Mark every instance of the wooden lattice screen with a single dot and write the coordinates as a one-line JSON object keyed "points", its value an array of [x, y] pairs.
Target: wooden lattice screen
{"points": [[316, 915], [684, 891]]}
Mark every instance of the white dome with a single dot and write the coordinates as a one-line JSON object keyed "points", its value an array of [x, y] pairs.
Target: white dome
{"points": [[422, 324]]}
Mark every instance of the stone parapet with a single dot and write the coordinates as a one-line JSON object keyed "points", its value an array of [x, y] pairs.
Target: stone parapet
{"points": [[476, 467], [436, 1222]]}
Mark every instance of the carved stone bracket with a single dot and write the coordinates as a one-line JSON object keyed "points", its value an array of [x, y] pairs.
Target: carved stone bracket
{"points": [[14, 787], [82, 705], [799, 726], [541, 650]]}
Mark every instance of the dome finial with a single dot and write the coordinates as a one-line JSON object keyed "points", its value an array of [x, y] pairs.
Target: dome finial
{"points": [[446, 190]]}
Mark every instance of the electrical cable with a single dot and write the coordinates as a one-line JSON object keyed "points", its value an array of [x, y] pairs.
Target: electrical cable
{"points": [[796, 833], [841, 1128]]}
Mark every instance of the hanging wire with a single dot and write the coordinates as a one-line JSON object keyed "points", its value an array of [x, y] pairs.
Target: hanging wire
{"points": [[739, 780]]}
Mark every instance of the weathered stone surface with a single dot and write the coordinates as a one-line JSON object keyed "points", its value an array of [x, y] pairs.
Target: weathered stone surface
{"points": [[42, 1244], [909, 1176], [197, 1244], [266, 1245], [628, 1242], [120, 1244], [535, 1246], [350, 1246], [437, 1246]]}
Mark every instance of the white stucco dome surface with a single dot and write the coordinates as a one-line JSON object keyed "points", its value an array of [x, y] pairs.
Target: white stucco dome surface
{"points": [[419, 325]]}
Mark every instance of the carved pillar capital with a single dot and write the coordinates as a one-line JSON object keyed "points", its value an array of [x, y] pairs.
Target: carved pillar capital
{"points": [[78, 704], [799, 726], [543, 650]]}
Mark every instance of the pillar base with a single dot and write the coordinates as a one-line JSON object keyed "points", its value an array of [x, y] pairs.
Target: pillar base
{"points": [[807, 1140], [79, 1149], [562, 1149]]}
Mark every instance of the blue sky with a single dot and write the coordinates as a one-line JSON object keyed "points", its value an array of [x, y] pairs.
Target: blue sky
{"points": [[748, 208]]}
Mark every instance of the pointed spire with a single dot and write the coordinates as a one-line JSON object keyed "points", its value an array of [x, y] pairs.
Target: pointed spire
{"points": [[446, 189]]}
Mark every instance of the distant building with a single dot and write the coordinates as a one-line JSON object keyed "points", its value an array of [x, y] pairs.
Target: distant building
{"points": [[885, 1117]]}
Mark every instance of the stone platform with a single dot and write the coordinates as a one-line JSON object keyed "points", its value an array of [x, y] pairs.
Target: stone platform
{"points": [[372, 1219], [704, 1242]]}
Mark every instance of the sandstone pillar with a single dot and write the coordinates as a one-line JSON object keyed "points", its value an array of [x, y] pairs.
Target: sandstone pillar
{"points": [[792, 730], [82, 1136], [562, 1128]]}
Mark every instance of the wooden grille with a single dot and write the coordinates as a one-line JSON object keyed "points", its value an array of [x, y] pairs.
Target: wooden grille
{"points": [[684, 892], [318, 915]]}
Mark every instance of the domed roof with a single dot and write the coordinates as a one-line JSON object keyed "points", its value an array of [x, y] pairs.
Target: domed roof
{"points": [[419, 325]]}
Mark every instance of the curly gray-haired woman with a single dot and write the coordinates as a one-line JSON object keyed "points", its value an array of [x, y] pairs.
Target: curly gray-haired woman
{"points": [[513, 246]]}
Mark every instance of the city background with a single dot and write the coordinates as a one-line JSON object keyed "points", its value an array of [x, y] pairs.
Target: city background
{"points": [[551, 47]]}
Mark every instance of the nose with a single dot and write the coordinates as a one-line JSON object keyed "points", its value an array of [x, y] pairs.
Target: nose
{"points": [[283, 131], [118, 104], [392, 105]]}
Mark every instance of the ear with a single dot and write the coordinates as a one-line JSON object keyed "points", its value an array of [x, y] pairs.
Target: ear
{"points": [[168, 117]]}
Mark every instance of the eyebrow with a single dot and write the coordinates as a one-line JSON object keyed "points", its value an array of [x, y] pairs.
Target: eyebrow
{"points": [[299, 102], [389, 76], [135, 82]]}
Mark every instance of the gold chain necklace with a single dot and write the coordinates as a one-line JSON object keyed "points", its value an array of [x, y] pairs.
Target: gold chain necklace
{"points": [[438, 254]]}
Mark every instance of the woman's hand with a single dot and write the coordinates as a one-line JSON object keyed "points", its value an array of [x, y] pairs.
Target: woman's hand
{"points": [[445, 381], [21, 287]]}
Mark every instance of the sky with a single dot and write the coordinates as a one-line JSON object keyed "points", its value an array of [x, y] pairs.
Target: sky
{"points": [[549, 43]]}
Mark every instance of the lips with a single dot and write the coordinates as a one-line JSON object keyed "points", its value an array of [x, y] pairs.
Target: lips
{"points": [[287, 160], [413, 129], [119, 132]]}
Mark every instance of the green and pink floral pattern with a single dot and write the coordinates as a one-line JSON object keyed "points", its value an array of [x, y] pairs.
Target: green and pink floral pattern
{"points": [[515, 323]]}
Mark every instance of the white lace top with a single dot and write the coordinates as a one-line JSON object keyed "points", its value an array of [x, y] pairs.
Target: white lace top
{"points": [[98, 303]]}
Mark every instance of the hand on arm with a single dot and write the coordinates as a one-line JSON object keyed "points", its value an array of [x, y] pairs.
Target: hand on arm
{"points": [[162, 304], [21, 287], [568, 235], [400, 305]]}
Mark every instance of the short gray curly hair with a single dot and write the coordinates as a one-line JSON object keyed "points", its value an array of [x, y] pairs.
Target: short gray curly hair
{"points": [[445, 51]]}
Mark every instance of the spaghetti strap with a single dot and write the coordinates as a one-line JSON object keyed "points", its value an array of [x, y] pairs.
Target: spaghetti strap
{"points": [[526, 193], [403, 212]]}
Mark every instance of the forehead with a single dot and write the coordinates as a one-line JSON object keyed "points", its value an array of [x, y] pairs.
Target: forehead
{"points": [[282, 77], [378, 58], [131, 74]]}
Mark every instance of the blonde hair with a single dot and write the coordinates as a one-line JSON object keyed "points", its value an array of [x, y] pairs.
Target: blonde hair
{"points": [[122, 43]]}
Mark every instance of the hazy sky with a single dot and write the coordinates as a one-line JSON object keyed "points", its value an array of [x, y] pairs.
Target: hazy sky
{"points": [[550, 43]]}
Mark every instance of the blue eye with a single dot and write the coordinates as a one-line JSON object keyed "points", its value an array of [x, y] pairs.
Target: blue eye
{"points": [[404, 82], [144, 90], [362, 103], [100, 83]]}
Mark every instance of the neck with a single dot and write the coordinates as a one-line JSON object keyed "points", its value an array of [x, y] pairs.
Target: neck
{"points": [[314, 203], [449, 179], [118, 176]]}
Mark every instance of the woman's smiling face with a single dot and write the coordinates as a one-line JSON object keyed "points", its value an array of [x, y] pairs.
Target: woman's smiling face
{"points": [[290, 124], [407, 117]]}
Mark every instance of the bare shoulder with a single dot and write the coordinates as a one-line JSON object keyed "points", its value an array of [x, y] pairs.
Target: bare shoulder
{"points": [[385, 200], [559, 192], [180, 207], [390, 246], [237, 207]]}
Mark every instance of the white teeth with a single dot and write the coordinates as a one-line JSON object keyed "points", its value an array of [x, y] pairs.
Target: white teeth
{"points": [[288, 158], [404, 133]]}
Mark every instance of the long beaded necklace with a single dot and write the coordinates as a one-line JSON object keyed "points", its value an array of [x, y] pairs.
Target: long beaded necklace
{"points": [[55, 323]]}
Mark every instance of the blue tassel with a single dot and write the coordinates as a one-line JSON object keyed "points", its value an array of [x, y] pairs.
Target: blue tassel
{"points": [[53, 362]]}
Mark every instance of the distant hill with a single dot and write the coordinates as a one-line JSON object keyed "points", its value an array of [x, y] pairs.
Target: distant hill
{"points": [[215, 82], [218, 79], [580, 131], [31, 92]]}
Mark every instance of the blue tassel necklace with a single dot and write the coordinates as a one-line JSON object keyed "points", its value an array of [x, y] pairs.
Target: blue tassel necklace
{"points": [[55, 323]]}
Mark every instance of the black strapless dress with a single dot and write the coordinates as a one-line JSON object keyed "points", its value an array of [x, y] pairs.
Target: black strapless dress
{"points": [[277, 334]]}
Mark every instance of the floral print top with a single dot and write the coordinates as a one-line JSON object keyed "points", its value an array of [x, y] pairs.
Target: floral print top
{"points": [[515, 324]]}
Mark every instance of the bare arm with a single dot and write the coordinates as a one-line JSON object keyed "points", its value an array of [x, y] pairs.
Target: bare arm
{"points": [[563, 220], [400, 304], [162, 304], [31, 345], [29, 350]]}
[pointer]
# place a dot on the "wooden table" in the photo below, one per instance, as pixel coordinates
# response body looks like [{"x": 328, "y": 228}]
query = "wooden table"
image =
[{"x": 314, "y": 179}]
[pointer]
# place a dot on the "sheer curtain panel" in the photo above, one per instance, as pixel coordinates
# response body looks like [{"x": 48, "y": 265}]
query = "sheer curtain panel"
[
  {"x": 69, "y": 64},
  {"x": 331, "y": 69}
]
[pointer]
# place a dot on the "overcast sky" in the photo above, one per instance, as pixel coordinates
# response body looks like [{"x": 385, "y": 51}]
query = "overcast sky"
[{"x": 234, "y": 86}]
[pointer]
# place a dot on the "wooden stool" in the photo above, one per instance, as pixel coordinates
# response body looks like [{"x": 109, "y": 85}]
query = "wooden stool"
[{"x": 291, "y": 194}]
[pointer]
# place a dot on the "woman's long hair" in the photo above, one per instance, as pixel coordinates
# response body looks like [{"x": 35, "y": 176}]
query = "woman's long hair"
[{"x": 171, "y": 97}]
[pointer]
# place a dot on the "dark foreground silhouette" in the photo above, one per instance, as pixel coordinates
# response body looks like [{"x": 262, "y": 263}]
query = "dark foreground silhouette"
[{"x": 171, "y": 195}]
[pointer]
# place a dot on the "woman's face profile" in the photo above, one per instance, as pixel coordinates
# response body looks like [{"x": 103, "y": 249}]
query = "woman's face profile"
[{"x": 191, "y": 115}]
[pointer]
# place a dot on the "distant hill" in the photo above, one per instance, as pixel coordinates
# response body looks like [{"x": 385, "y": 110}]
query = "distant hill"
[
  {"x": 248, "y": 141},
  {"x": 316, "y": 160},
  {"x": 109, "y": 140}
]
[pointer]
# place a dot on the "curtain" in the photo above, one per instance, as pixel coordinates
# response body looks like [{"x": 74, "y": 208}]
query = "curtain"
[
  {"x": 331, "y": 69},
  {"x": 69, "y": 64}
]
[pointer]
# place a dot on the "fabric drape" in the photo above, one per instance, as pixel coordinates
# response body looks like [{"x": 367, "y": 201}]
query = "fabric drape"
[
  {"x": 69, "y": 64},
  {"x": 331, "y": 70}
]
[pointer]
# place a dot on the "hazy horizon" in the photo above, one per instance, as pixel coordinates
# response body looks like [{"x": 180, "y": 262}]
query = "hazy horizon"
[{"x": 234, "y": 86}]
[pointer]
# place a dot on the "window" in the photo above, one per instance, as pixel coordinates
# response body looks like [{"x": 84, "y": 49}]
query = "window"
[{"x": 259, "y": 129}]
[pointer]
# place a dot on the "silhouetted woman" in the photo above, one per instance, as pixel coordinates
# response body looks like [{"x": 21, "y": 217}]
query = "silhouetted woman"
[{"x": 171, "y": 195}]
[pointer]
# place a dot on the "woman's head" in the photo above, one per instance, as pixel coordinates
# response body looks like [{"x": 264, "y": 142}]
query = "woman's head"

---*---

_What needs to be done:_ Tally how many lines in the items above contain the string "pattern". Reply with the number only.

_Exercise response:_ 2